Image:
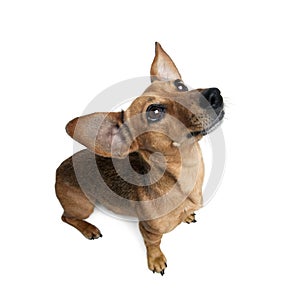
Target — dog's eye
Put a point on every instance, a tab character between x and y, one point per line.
155	112
180	85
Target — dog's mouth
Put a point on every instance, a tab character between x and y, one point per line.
215	124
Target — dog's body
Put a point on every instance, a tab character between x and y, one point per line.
154	174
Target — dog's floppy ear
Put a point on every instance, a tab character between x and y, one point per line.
163	68
103	133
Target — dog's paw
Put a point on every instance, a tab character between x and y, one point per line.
190	219
91	232
157	262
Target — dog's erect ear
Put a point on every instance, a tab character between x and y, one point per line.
103	133
163	68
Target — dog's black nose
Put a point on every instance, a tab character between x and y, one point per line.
212	98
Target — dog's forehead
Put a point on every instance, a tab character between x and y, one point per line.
160	87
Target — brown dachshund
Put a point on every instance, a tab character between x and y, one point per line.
144	162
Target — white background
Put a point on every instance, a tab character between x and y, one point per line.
56	56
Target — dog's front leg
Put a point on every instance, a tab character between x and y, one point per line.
156	259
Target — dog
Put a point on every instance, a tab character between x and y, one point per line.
145	161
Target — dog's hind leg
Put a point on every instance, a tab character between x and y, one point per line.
76	209
76	205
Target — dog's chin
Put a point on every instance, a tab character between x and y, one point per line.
200	133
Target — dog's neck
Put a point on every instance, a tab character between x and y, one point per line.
178	160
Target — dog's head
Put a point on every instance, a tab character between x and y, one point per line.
164	117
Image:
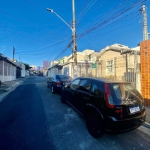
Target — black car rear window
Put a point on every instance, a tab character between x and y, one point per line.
63	77
124	93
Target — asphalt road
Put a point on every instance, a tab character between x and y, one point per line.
23	123
31	117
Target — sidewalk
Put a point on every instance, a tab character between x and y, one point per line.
6	86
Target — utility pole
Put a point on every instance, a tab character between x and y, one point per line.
145	30
74	38
13	52
73	29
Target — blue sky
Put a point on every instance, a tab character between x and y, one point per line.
39	35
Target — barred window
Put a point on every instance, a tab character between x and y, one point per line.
110	66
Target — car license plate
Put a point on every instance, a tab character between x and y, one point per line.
134	109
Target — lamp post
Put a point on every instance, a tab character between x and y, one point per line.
73	29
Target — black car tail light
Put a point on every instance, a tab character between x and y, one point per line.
58	82
109	100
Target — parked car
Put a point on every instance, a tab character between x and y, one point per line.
57	81
106	104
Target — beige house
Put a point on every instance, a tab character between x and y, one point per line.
119	62
81	56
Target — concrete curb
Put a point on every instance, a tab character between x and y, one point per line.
10	89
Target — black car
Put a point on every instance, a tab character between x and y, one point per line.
57	81
107	104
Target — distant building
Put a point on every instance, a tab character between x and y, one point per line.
45	64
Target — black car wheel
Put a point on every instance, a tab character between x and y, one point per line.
47	85
52	89
63	100
94	124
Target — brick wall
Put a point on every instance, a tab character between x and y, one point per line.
145	71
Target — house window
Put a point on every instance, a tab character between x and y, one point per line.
110	66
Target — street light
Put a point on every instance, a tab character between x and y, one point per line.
73	29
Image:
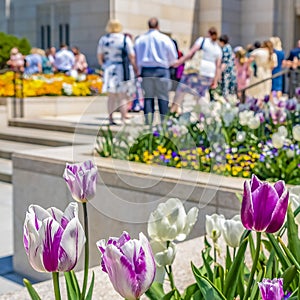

☆ ☆ ☆ ☆ ☆

▸ **What the exercise asks**: Please write out all of the entries above line for line, with no changes, and leave the pictures out.

▸ **The output**:
Image:
Target — dog's eye
Put a point on every instance, a tab character between x and y, one point per line.
155	112
180	85
Target — dog's mouth
Put a point on every instance, a tab character between x and y, one point per line.
215	124
Target — dog's body
Put a point on every instance, a tab character between x and y, one point per line.
154	174
Target — dog's floppy ear
Put a point on every instance, a tab character between x and y, one point per line.
163	68
103	133
Target — dog's paw
Put a point on every instance, a tab character between x and y, one point per line.
190	219
91	232
157	262
Target — dog's erect ear
Put a point on every instance, a tab character between x and y, one point per line.
103	133
163	68
Target — dog's black nose
Put a point on every instance, a tab character between x and y, one point per line.
212	98
Target — dog's forehead
Put a point on every instance, a tab character between x and y, one point per line.
160	87
Target — brown dachshund
Put a point on every instance, a tab character between x and y, one point per line.
144	162
Target — white background
Put a point on every instance, a tab character between x and y, one point per line.
56	56
Target — dog's front leg
Put a point on every instance, a tab character between x and y, one point per line.
156	259
Target — dog
Put a point on every instance, a tab character between x and y, one point per line.
145	161
Target — dog's hind leg
Put a point on every instance, a tab character between x and y, one point per line.
76	209
76	205
Target — dog's chin
Put a point on every instance, a tab character between x and y, one point per line.
200	133
Target — dog's neck
Put a point on every instance, a tab character between x and y, one point per line.
178	160
Target — dog's head
Put a point on every instance, a tab character between x and y, one point per line.
164	117
Image:
Target — black car rear window
Put a point on every instance, a tab character between x and y, one point per line.
63	77
124	93
Target — asphalt road
Put a point on every instance, a tab character between x and y, one point per line.
23	123
31	117
Target — sidewalk
Put a point on every instance, a tab character between x and y, one point per line.
6	86
Target — utility pole
Put a point on every instance, a tab character between x and y, one point per line.
145	30
74	38
13	52
73	29
Target — blue sky
Put a point on every instance, a tab character between x and y, one point per line.
39	35
Target — barred window
Put a point on every instance, a tab character between x and y, one point per line.
110	66
Target — car license plate
Put a point on every instance, a tab character between x and y, one point per line.
134	109
Target — lamp post
Put a point on every instance, a tab character between x and y, one point per line.
73	29
Target — black car tail light
Put a point on every instance, a tab character between x and y, one point per line.
58	82
109	100
Target — parked car
Put a point on every instance, a tab character between x and y, one point per line.
57	81
106	104
Target — beige house
Put a point on every instance, a tab character between x and y, one point per line.
119	62
81	56
Target — concrete curb
Put a point on every instance, a tab character between x and y, one point per line.
10	89
Target — black car
Put a point on every instance, a tab character between x and y, one point per line.
57	81
107	104
Target — distant building
Put a point on every instance, a tab character between x and y, one point per line.
45	64
Target — black car wheel
Put a point on every instance, a tab character between x and y, one point per line.
47	85
52	89
63	100
94	124
Target — brick wall
Put a point on every instance, a tab character between x and y, one point per line.
145	71
Target — house window
Put a point on every instance, a tab character between x and y, one point per line.
110	66
Target — street light
Put a point on every instance, a tab character between x and y, one point per line.
73	29
Image:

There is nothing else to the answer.